### Direction
Output the stretch of the data from the line containing "Locate the mountain" through the line containing "pixel 240 265" as a JSON list of strings, one string per line, leaving out any blank lines.

-------- Supplied records

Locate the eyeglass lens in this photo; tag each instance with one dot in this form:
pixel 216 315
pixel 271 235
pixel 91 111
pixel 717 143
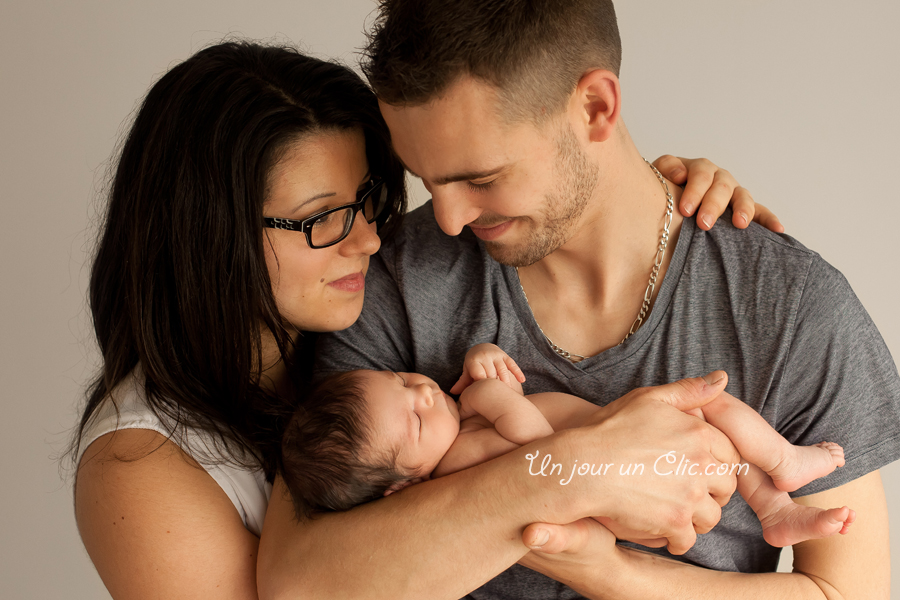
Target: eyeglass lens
pixel 335 226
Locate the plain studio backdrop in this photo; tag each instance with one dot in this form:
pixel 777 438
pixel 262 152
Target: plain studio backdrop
pixel 797 98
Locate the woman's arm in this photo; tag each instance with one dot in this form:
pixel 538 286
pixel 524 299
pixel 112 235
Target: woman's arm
pixel 446 537
pixel 155 524
pixel 713 190
pixel 849 567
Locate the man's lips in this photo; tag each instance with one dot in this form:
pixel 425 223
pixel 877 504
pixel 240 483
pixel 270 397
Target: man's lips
pixel 351 283
pixel 491 233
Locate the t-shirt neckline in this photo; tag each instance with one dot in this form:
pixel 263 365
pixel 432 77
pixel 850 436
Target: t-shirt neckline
pixel 617 353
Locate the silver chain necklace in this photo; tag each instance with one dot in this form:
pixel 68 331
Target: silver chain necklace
pixel 651 286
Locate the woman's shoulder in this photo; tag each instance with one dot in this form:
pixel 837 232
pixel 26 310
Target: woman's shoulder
pixel 126 409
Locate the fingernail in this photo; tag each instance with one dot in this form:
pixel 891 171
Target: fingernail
pixel 713 378
pixel 541 537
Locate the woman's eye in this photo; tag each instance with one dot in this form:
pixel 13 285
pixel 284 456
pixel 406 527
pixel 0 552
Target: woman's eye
pixel 479 187
pixel 324 220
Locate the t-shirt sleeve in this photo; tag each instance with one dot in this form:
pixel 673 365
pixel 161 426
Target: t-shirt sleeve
pixel 840 383
pixel 380 339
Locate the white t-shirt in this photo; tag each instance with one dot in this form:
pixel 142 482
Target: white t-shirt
pixel 247 489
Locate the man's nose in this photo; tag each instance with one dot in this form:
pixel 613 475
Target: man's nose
pixel 453 210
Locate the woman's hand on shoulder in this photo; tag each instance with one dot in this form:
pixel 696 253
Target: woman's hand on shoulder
pixel 713 189
pixel 156 524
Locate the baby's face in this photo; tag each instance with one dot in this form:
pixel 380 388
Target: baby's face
pixel 410 412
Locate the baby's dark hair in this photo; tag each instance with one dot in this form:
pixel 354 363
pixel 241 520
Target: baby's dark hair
pixel 327 461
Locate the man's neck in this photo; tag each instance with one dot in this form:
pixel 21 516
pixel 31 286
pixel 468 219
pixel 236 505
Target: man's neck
pixel 597 280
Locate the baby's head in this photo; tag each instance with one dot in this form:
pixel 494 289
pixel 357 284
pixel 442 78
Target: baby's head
pixel 364 434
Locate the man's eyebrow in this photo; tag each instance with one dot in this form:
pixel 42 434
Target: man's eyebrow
pixel 464 176
pixel 468 176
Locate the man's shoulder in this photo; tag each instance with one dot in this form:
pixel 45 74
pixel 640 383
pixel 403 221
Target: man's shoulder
pixel 422 250
pixel 755 254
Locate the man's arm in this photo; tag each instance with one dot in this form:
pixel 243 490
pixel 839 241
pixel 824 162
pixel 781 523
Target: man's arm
pixel 850 567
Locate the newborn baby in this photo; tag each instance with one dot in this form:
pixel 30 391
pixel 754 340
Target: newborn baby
pixel 362 435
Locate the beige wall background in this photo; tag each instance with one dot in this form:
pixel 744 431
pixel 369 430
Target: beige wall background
pixel 797 98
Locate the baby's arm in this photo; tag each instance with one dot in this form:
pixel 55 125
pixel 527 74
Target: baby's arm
pixel 512 414
pixel 479 442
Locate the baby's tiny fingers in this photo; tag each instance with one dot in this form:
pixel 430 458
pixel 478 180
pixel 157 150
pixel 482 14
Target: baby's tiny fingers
pixel 514 368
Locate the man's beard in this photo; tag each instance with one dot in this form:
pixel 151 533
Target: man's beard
pixel 575 180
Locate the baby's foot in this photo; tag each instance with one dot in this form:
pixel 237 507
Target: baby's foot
pixel 795 523
pixel 803 464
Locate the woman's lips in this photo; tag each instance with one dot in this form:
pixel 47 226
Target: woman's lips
pixel 351 283
pixel 489 234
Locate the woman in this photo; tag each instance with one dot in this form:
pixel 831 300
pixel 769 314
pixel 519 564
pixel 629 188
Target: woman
pixel 200 291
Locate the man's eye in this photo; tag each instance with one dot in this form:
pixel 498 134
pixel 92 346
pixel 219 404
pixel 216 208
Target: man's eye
pixel 479 187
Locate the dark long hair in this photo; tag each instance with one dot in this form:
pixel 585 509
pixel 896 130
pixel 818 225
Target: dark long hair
pixel 179 283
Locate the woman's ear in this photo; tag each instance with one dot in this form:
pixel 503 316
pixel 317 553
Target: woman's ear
pixel 596 104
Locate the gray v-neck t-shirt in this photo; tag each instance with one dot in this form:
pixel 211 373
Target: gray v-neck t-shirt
pixel 797 345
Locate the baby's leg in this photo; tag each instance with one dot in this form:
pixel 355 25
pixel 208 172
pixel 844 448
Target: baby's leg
pixel 785 522
pixel 791 467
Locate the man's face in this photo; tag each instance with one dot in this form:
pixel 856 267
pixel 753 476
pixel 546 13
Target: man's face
pixel 521 188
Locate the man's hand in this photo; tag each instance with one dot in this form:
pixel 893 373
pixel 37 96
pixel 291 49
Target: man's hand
pixel 680 489
pixel 487 361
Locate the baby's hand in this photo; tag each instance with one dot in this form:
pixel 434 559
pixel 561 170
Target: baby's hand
pixel 487 361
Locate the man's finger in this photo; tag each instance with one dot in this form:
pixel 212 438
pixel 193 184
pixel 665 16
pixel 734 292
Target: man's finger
pixel 707 515
pixel 743 208
pixel 572 538
pixel 687 394
pixel 682 541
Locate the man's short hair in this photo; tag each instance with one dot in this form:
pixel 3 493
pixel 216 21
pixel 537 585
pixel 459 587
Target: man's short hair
pixel 533 51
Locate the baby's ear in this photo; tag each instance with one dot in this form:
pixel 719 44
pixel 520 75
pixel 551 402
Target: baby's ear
pixel 396 487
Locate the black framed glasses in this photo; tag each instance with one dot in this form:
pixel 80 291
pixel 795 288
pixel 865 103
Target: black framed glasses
pixel 329 227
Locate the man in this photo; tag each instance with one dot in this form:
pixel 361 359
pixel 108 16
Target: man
pixel 510 112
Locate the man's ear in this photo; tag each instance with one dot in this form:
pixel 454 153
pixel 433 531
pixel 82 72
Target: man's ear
pixel 596 103
pixel 396 487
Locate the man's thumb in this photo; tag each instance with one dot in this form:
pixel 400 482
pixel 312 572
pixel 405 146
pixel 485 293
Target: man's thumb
pixel 686 394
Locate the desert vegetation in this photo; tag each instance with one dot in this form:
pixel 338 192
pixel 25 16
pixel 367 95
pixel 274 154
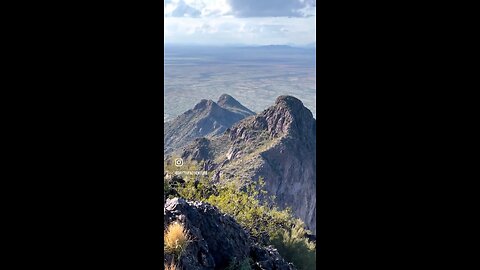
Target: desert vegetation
pixel 175 239
pixel 262 218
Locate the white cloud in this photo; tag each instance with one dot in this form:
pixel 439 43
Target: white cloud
pixel 240 21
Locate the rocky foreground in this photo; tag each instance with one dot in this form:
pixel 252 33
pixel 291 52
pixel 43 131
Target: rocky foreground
pixel 217 239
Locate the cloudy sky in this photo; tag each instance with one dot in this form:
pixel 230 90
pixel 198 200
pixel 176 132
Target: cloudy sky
pixel 248 22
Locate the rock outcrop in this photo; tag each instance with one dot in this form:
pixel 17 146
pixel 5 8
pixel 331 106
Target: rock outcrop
pixel 278 144
pixel 207 118
pixel 217 239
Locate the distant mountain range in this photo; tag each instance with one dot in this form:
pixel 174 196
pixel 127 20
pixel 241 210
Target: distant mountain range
pixel 278 144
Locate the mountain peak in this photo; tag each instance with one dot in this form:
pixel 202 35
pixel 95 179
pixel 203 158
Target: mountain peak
pixel 289 101
pixel 226 98
pixel 228 102
pixel 203 104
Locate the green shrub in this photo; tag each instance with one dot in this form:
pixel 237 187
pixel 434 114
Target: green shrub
pixel 263 219
pixel 240 265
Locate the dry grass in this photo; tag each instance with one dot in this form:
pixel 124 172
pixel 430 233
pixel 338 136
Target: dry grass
pixel 171 266
pixel 175 239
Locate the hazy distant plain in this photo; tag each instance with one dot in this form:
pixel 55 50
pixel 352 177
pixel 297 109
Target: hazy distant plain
pixel 255 76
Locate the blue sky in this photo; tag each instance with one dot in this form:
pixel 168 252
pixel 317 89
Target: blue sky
pixel 248 22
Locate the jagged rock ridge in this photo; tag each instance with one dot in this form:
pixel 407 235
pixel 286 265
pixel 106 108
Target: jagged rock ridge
pixel 207 118
pixel 278 144
pixel 218 239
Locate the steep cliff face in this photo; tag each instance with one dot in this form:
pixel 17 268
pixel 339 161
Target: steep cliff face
pixel 207 118
pixel 218 239
pixel 279 145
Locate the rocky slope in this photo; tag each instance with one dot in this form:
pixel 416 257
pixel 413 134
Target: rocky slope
pixel 217 239
pixel 207 118
pixel 277 144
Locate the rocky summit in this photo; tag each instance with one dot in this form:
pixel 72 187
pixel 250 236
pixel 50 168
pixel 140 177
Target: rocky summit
pixel 207 118
pixel 278 144
pixel 217 239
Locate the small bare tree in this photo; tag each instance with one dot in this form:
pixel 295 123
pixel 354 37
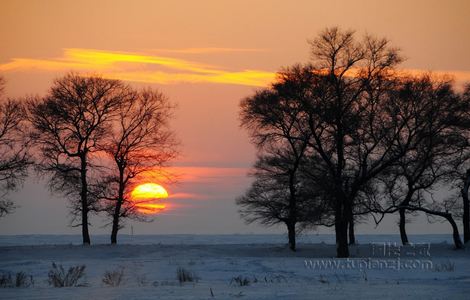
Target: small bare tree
pixel 14 157
pixel 68 125
pixel 140 141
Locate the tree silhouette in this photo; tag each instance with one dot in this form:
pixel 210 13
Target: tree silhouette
pixel 14 156
pixel 432 108
pixel 140 141
pixel 274 123
pixel 67 126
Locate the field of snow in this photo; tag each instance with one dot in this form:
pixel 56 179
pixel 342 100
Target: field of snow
pixel 240 266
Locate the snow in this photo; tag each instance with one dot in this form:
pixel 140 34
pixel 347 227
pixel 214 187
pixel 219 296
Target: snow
pixel 150 263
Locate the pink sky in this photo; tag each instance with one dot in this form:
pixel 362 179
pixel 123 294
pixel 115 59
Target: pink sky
pixel 206 56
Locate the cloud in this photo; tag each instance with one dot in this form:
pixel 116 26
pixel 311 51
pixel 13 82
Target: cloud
pixel 208 50
pixel 140 67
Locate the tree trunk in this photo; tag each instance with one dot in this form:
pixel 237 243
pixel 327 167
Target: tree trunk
pixel 84 199
pixel 402 225
pixel 455 232
pixel 341 231
pixel 291 235
pixel 352 237
pixel 117 208
pixel 466 208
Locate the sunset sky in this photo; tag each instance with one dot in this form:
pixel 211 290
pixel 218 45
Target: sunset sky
pixel 205 56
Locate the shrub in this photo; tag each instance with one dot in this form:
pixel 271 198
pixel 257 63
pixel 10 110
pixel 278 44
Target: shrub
pixel 21 279
pixel 59 278
pixel 240 281
pixel 113 278
pixel 184 275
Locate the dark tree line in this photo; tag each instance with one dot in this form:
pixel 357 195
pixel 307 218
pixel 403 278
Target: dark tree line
pixel 91 136
pixel 14 157
pixel 355 138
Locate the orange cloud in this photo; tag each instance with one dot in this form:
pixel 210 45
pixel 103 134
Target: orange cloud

----------------

### Right answer
[
  "Locate the mountain peak in this photo; tag each instance with one dot in this form:",
  "pixel 202 35",
  "pixel 95 179",
  "pixel 203 158",
  "Target: mountain peak",
  "pixel 289 101",
  "pixel 226 98",
  "pixel 228 102",
  "pixel 203 104",
  "Locate the green shrub in this photo; tag each instance with one dot in this form:",
  "pixel 237 187",
  "pixel 434 114",
  "Target: green shrub",
  "pixel 263 219",
  "pixel 240 265"
]